» DOCUMENT EXTRACT
....

Resource Requests and Limits Best Practices

Sizing Guidelines

# resource-sizing-examples.yaml
# Best practices for sizing different workload types

---
# Web Frontend: Burstable for traffic spikes
apiVersion: apps/v1
kind: Deployment
metadata:
  name: web-frontend
  namespace: production
spec:
  replicas: 3
  selector:
    matchLabels:
      app: web-frontend
  template:
    metadata:
      labels:
        app: web-frontend
    spec:
      containers:
      - name: nginx
        image: nginx:1.25
        resources:
          requests:
            # Base load requirement
            cpu: "250m"
            memory: "256Mi"
          limits:
            # Allow bursting to 4x CPU
            cpu: "1000m"
            # Memory limit 2x request
            memory: "512Mi"

        # Readiness/liveness probes affect resource usage
        readinessProbe:
          httpGet:
            path: /health
            port: 8080
          initialDelaySeconds: 5
          periodSeconds: 10

---
# API Backend: Guaranteed for consistent performance
apiVersion: apps/v1
kind: Deployment
metadata:
  name: api-backend
  namespace: production
spec:
  replicas: 5
  selector:
    matchLabels:
      app: api-backend
  template:
    metadata:
      labels:
        app: api-backend
    spec:
      containers:
      - name: api
        image: api-server:v1.0
        resources:
          requests:
            # Consistent performance requirement
            cpu: "1000m"
            memory: "2Gi"
          limits:
            # Same as requests for Guaranteed QoS
            cpu: "1000m"
            memory: "2Gi"

        env:
        # Java/JVM memory settings should be < container limit
        - name: JAVA_OPTS
          value: "-Xms1536m -Xmx1536m -XX:MaxMetaspaceSize=256m"

---
# Batch Job: Burstable with high limits
apiVersion: batch/v1
kind: Job
metadata:
  name: data-processing
  namespace: batch
spec:
  template:
    spec:
      restartPolicy: OnFailure
      containers:
      - name: processor
        image: data-processor:v2.0
        resources:
          requests:
            # Minimum for scheduling
            cpu: "500m"
            memory: "1Gi"
          limits:
            # Allow high CPU usage for processing
            cpu: "4000m"
            # Set memory limit to prevent OOM
            memory: "8Gi"

---
# Background Worker: Burstable with conservative limits
apiVersion: apps/v1
kind: Deployment
metadata:
  name: queue-worker
  namespace: production
spec:
  replicas: 2
  selector:
    matchLabels:
      app: queue-worker
  template:
    metadata:
      labels:
        app: queue-worker
    spec:
      containers:
      - name: worker
        image: worker:v1.0
        resources:
          requests:
            cpu: "200m"

....

» DATA PROVIDED
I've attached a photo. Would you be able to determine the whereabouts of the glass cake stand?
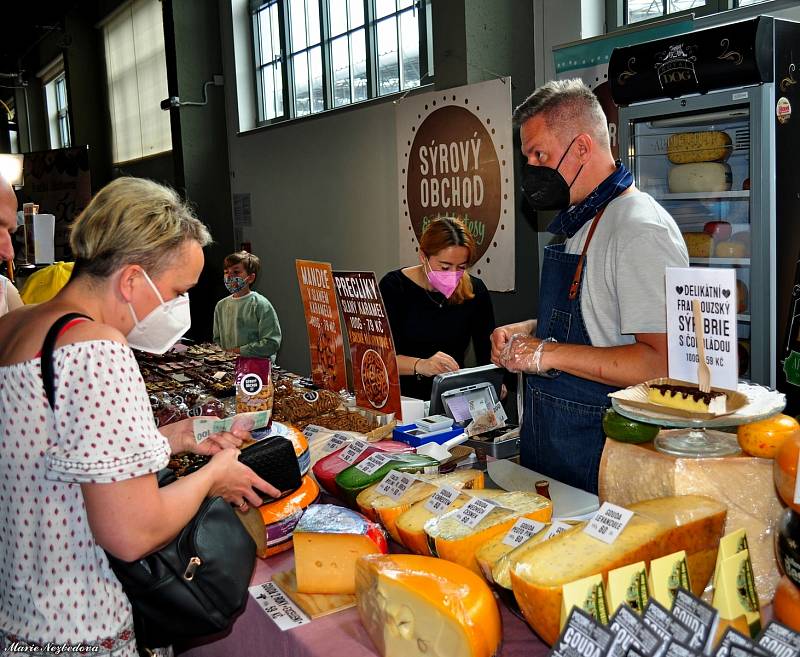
[611,382,786,458]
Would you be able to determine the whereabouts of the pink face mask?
[425,263,464,299]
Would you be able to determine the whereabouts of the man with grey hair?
[492,80,689,492]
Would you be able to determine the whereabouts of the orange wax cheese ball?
[772,431,800,512]
[772,575,800,632]
[736,413,800,459]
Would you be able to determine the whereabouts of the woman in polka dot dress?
[0,178,279,657]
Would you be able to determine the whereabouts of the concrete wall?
[220,0,538,372]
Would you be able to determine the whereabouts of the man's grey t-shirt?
[565,190,689,347]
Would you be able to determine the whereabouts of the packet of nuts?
[236,356,275,427]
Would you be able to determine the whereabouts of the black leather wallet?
[239,436,301,502]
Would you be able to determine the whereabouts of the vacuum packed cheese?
[667,130,731,164]
[293,504,389,595]
[395,488,505,556]
[356,470,485,543]
[424,492,553,574]
[667,162,733,194]
[356,554,502,657]
[511,495,726,645]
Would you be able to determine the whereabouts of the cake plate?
[611,381,786,458]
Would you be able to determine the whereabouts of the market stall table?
[176,550,549,657]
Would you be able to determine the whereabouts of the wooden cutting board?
[272,568,356,619]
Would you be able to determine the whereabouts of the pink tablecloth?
[176,551,548,657]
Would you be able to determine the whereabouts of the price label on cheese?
[503,518,545,547]
[303,424,327,438]
[248,582,311,632]
[455,497,494,529]
[339,440,369,465]
[425,486,459,516]
[583,502,633,545]
[377,470,417,502]
[325,433,353,454]
[542,520,572,541]
[356,450,391,474]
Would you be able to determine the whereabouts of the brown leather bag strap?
[569,208,606,301]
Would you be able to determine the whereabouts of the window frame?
[605,0,793,34]
[248,0,433,128]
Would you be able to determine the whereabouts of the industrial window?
[101,0,172,163]
[38,57,72,148]
[255,0,431,123]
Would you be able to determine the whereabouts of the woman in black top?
[380,217,495,399]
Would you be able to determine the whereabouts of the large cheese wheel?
[395,488,505,556]
[292,504,389,595]
[511,495,726,645]
[356,554,502,657]
[736,413,800,459]
[772,432,800,511]
[667,130,731,164]
[424,492,553,574]
[356,469,486,543]
[667,162,733,194]
[772,576,800,632]
[258,475,319,556]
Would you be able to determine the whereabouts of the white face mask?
[127,271,192,354]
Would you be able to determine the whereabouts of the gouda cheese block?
[356,470,485,543]
[294,504,389,595]
[424,492,553,574]
[356,554,502,657]
[511,495,726,645]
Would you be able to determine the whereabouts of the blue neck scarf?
[547,160,633,237]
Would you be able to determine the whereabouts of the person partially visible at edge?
[492,80,689,492]
[0,178,279,657]
[0,176,23,317]
[214,251,281,363]
[380,217,495,399]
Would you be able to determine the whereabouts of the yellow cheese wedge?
[356,554,502,657]
[294,504,389,595]
[395,488,505,556]
[511,495,727,645]
[424,492,553,574]
[356,470,485,543]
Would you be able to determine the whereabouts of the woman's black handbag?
[41,313,256,652]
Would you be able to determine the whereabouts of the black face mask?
[522,135,583,210]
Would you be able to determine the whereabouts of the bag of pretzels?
[236,356,275,427]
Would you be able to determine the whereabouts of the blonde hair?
[419,217,478,304]
[70,178,211,278]
[222,251,261,278]
[512,78,610,148]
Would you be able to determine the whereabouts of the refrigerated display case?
[609,16,800,410]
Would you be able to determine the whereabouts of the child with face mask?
[380,217,495,399]
[214,251,281,363]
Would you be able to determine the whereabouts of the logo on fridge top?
[655,43,698,89]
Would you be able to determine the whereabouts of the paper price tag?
[339,440,369,465]
[583,502,633,545]
[503,518,545,547]
[356,450,390,474]
[455,497,494,529]
[248,582,311,632]
[425,486,460,516]
[325,433,353,454]
[542,520,572,541]
[378,470,417,502]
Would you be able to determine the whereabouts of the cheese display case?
[608,16,800,404]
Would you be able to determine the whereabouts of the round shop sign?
[239,374,264,395]
[775,96,792,123]
[406,105,503,261]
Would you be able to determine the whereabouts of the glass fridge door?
[620,88,770,384]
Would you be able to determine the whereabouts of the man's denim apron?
[520,244,618,493]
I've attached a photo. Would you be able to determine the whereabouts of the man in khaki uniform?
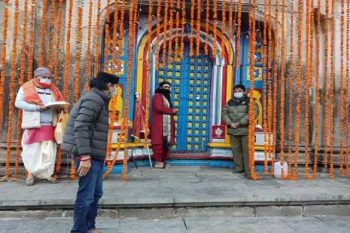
[222,84,258,178]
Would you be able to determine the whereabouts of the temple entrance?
[155,44,213,152]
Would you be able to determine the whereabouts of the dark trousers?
[230,135,250,178]
[71,159,104,233]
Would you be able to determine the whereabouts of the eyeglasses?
[40,76,52,79]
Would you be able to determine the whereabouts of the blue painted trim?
[104,159,271,174]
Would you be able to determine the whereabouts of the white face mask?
[109,86,117,97]
[233,92,244,99]
[40,78,51,84]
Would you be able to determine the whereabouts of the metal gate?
[155,45,213,152]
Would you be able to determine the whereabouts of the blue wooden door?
[155,46,213,152]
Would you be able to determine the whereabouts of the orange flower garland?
[0,0,9,138]
[312,0,321,178]
[344,0,350,176]
[220,1,226,57]
[292,0,304,179]
[304,1,312,178]
[15,1,28,178]
[84,0,93,91]
[5,0,19,177]
[47,1,56,70]
[189,0,196,57]
[196,0,201,56]
[235,0,242,73]
[262,0,269,175]
[248,0,259,180]
[276,0,287,178]
[213,0,218,59]
[167,0,175,62]
[39,0,47,67]
[338,1,345,176]
[73,3,83,102]
[53,0,63,82]
[329,0,336,178]
[163,0,169,62]
[180,1,186,57]
[63,0,73,96]
[154,0,162,69]
[93,0,101,77]
[287,0,295,177]
[323,0,329,168]
[103,0,111,71]
[175,0,181,57]
[28,0,36,79]
[204,0,210,55]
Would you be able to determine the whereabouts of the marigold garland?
[279,0,287,179]
[118,0,126,61]
[167,0,175,63]
[5,0,19,177]
[262,0,270,175]
[53,0,63,82]
[213,0,218,59]
[103,0,111,72]
[196,0,202,56]
[0,0,9,139]
[180,1,186,58]
[174,0,181,57]
[84,0,93,92]
[312,0,321,178]
[338,1,345,176]
[270,0,280,177]
[237,0,242,72]
[344,0,350,176]
[265,0,275,174]
[73,3,84,103]
[28,0,36,79]
[248,0,259,180]
[15,1,28,178]
[163,0,169,64]
[329,0,336,179]
[188,0,196,57]
[323,0,329,169]
[93,0,101,77]
[141,0,154,149]
[154,0,162,69]
[304,1,313,178]
[63,0,73,96]
[47,1,56,70]
[220,1,226,57]
[39,0,47,67]
[204,0,210,55]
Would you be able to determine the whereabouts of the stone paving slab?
[0,167,350,210]
[0,216,350,233]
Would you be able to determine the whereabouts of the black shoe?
[232,168,244,174]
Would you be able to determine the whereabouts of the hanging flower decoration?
[5,0,19,177]
[15,1,28,178]
[84,0,93,92]
[53,0,63,82]
[47,1,57,70]
[73,2,84,102]
[93,0,101,77]
[39,0,47,67]
[0,0,9,135]
[312,0,321,178]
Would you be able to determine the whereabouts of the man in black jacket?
[62,72,119,233]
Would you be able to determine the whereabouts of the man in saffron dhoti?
[151,81,177,169]
[131,92,146,141]
[15,67,64,185]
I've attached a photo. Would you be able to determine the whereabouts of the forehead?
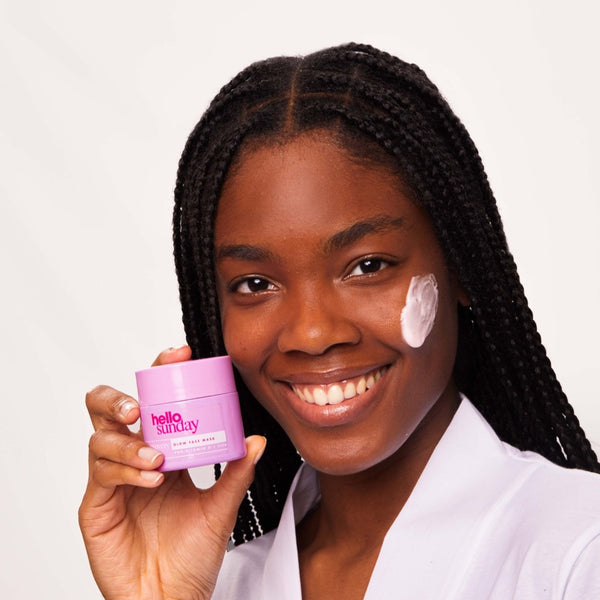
[215,134,420,241]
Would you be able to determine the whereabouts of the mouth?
[290,366,388,406]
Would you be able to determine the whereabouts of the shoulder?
[212,530,276,600]
[494,444,600,528]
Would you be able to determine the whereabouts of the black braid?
[173,44,600,543]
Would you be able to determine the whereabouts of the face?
[215,134,459,475]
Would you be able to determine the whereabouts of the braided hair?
[173,44,600,544]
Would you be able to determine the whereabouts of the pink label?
[150,410,199,435]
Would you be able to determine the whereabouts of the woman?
[80,44,600,598]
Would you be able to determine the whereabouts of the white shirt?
[213,399,600,600]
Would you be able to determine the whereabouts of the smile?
[291,367,387,406]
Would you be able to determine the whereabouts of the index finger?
[152,345,192,367]
[85,385,140,433]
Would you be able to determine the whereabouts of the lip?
[276,363,389,385]
[276,364,393,428]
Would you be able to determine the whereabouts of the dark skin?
[215,132,467,599]
[79,135,466,600]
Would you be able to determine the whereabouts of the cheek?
[400,273,438,348]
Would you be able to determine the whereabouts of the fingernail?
[140,471,164,483]
[138,446,160,463]
[253,438,267,465]
[121,400,137,417]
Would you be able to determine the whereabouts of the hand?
[79,346,266,600]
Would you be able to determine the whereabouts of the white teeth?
[304,388,315,404]
[327,385,344,404]
[313,388,327,406]
[356,377,367,394]
[292,367,387,406]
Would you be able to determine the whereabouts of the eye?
[346,257,390,277]
[231,277,276,294]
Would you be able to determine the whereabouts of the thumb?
[206,435,267,532]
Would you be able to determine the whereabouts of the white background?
[0,0,600,599]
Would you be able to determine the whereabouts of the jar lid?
[135,356,236,406]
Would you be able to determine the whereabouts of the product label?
[171,431,227,450]
[150,410,198,435]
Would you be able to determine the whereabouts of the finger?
[152,345,192,367]
[210,435,267,531]
[90,458,165,492]
[85,385,140,433]
[89,429,164,471]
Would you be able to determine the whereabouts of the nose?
[277,290,361,355]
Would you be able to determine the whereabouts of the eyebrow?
[324,215,404,254]
[216,244,275,262]
[216,215,404,262]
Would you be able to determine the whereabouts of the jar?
[135,356,246,471]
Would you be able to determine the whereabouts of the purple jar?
[135,356,246,471]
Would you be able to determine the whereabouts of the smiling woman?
[80,44,600,600]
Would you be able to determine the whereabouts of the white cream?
[400,273,438,348]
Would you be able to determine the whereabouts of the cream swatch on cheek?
[400,273,438,348]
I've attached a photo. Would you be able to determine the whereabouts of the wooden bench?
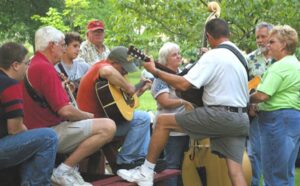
[92,169,181,186]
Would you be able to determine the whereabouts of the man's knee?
[92,118,117,139]
[155,114,178,129]
[134,111,151,124]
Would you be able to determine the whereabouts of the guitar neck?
[155,62,176,74]
[128,46,176,74]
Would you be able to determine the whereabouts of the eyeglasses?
[268,40,276,45]
[53,42,67,49]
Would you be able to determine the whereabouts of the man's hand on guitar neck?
[135,79,152,96]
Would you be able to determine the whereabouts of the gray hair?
[158,42,180,65]
[35,26,65,51]
[255,22,273,31]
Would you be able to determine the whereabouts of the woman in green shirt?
[250,25,300,186]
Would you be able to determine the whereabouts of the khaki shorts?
[51,119,93,153]
[175,107,249,163]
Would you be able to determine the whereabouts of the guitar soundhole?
[121,90,134,107]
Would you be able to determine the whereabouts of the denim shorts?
[175,107,249,164]
[51,119,93,153]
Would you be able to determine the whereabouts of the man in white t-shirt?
[118,19,249,186]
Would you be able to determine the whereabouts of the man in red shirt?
[77,46,150,171]
[23,26,116,185]
[0,42,58,186]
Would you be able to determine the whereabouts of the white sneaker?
[117,167,154,186]
[51,169,92,186]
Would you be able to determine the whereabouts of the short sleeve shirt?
[55,58,90,81]
[23,52,70,129]
[247,49,275,79]
[78,40,110,65]
[183,41,249,107]
[76,60,111,118]
[257,55,300,111]
[151,78,186,136]
[0,70,24,138]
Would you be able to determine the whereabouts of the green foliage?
[0,0,63,43]
[0,0,300,57]
[128,71,156,111]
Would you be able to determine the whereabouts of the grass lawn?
[128,71,300,186]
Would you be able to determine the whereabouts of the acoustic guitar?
[128,46,204,107]
[95,78,139,123]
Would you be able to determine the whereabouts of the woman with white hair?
[151,42,193,186]
[250,25,300,186]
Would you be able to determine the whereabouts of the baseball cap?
[87,20,104,31]
[107,46,137,72]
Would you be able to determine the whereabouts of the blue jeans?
[116,111,150,164]
[0,128,58,186]
[164,136,190,186]
[258,109,300,186]
[247,117,261,186]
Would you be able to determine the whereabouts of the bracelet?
[153,69,160,78]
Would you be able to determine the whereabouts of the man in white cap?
[77,46,164,171]
[79,20,110,65]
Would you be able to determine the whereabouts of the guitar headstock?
[127,45,150,62]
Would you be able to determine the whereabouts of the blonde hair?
[270,25,298,54]
[35,26,65,51]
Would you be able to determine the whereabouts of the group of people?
[0,18,300,186]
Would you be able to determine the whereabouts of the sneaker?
[117,167,154,186]
[115,159,167,173]
[51,169,92,186]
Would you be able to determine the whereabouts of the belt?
[208,105,247,113]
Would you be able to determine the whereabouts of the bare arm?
[57,105,94,121]
[250,91,270,103]
[7,117,27,135]
[99,66,135,95]
[144,61,192,90]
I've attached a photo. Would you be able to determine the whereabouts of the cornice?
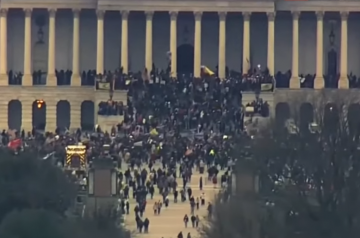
[98,0,274,12]
[0,0,98,9]
[0,0,360,13]
[275,0,360,12]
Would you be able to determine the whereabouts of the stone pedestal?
[69,101,81,130]
[22,74,33,86]
[46,101,57,132]
[96,115,124,132]
[71,75,81,87]
[0,74,9,86]
[314,77,325,89]
[46,74,57,86]
[21,99,33,132]
[0,98,9,130]
[289,77,300,89]
[338,77,349,89]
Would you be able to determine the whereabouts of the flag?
[98,82,111,90]
[8,139,22,150]
[261,83,273,92]
[201,65,215,76]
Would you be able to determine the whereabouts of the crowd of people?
[2,63,274,238]
[98,99,126,116]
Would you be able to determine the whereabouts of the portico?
[0,0,360,132]
[0,0,360,89]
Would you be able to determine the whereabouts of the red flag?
[8,139,22,150]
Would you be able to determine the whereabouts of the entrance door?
[177,44,194,75]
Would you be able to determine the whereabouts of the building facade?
[0,0,360,130]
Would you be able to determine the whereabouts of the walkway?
[125,165,218,238]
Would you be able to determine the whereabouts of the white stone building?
[0,0,360,130]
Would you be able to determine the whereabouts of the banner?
[201,65,215,76]
[97,82,110,90]
[261,83,273,92]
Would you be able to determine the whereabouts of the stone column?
[21,100,34,132]
[218,12,226,79]
[338,12,349,89]
[314,12,325,89]
[242,12,251,74]
[46,9,57,86]
[121,11,129,74]
[194,12,202,78]
[170,12,178,77]
[70,100,81,129]
[71,9,81,86]
[96,10,105,74]
[145,12,154,73]
[46,100,57,132]
[290,12,300,88]
[22,8,33,86]
[0,9,9,86]
[0,100,7,130]
[267,12,275,76]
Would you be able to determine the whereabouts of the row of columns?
[0,9,348,88]
[290,11,349,89]
[0,100,81,131]
[0,8,82,86]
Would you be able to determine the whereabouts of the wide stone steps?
[125,167,219,238]
[95,90,127,103]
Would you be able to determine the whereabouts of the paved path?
[125,165,219,238]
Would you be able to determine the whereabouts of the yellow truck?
[64,144,87,171]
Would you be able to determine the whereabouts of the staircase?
[95,90,127,132]
[125,165,219,238]
[95,90,127,105]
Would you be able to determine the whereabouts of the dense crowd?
[1,64,274,238]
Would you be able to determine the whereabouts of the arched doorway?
[275,102,290,127]
[300,103,314,132]
[347,103,360,135]
[32,100,46,131]
[8,100,22,131]
[56,100,71,129]
[324,103,339,133]
[80,100,95,131]
[176,44,194,75]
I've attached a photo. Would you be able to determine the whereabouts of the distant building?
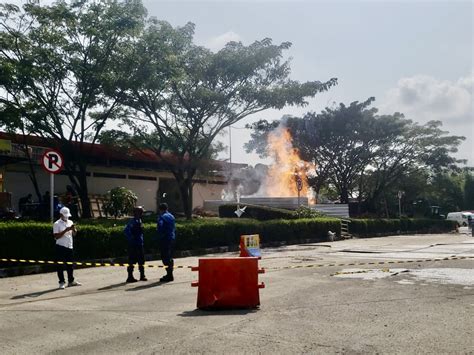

....

» WORK INSTRUCTIONS
(A) In the resource sizing guide, why are the api-backend container's CPU and memory limits set to the same values as its requests? Answer in one to three sentences.
(B) Does each statement agree with the resource sizing guide? Answer yes or no for each, and quote the deciding words.
(i) The web-frontend Deployment runs three replicas.
(ii) The data-processing Job has a memory limit of 4Gi.
(iii) The JVM memory settings for the API backend should stay below the container limit.
(C) Resume the resource sizing guide from the point where it stops.

» TASK RESPONSES
(A) The limits match the requests so that the container gets Guaranteed QoS. The guide chooses Guaranteed for the API backend because it needs consistent performance.

(B)
(i) Yes: "replicas: 3"
(ii) No: "memory: "8Gi""
(iii) Yes: "Java/JVM memory settings should be < container limit"

(C)
            memory: "512Mi"
          limits:
            # Conservative limit to prevent resource hogging
            cpu: "1000m"
            memory: "1Gi"

---
# Database: Guaranteed with large resources
apiVersion: apps/v1
kind: StatefulSet
metadata:
  name: postgresql
  namespace: databases
spec:
  serviceName: postgresql
  replicas: 3
  selector:
    matchLabels:
      app: postgresql
  template:
    metadata:
      labels:
        app: postgresql
    spec:
      containers:
      - name: postgresql
        image: postgres:15
        resources:
          requests:
            # Large guaranteed resources
            cpu: "2000m"
            memory: "4Gi"
          limits:
            # Same as requests for Guaranteed
            cpu: "2000m"
            memory: "4Gi"

        env:
        # PostgreSQL shared_buffers should be ~25% of memory limit
        - name: POSTGRES_SHARED_BUFFERS
          value: "1GB"
        # effective_cache_size should be ~50-75% of memory limit
        - name: POSTGRES_EFFECTIVE_CACHE_SIZE
          value: "3GB"

Resource Right-Sizing Tools

#!/bin/bash
# Tools for determining optimal resource settings

cat << 'EOF' > /usr/local/bin/resource-analyzer.sh
#!/bin/bash

set -e

# Analyze actual resource usage
analyze_pod_resources() {
    local namespace=$1
    local pod=$2

    echo "=== Resource Analysis for $namespace/$pod ==="

    # Get current resource settings
    echo "Current Resource Configuration:"
    kubectl get pod -n "$namespace" "$pod" -o json | jq -r '
        .spec.containers[] | {
            name: .name,
            requests: .resources.requests,
            limits: .resources.limits
        }
    '

    echo
    echo "Actual Resource Usage (current):"
    kubectl top pod -n "$namespace" "$pod" --containers

    echo
    echo "Historical Usage (requires metrics-server):"

    # Get pod start time
    START_TIME=$(kubectl get pod -n "$namespace" "$pod" -o json | \
        jq -r '.status.startTime')

    echo "Pod started at: $START_TIME"

    # Recommendation based on usage patterns
    echo
    echo "=== Recommendations ==="

    # Get actual usage
    ACTUAL_CPU=$(kubectl top pod -n "$namespace" "$pod" --no-headers | awk '{print $2}')
    ACTUAL_MEM=$(kubectl top pod -n "$namespace" "$pod" --no-headers | awk '{print $3}')

    echo "Consider these values based on current usage:"
    echo "  CPU Request: Add 20% buffer to average usage"
    echo "  CPU Limit: 2-4x the request for burstable workloads"
    echo "  Memory Request: Add 20-30% buffer to peak usage"
    echo "  Memory Limit: 1.5-2x the request"
}

# Analyze all pods in namespace
analyze_namespace() {
    local namespace=$1

    echo "=== Namespace Resource Analysis: $namespace ==="
    echo

    # Total resources
    echo "Total Resource Usage:"
    kubectl top pods -n "$namespace"

    echo
    echo "Resource Request vs Limit Analysis:"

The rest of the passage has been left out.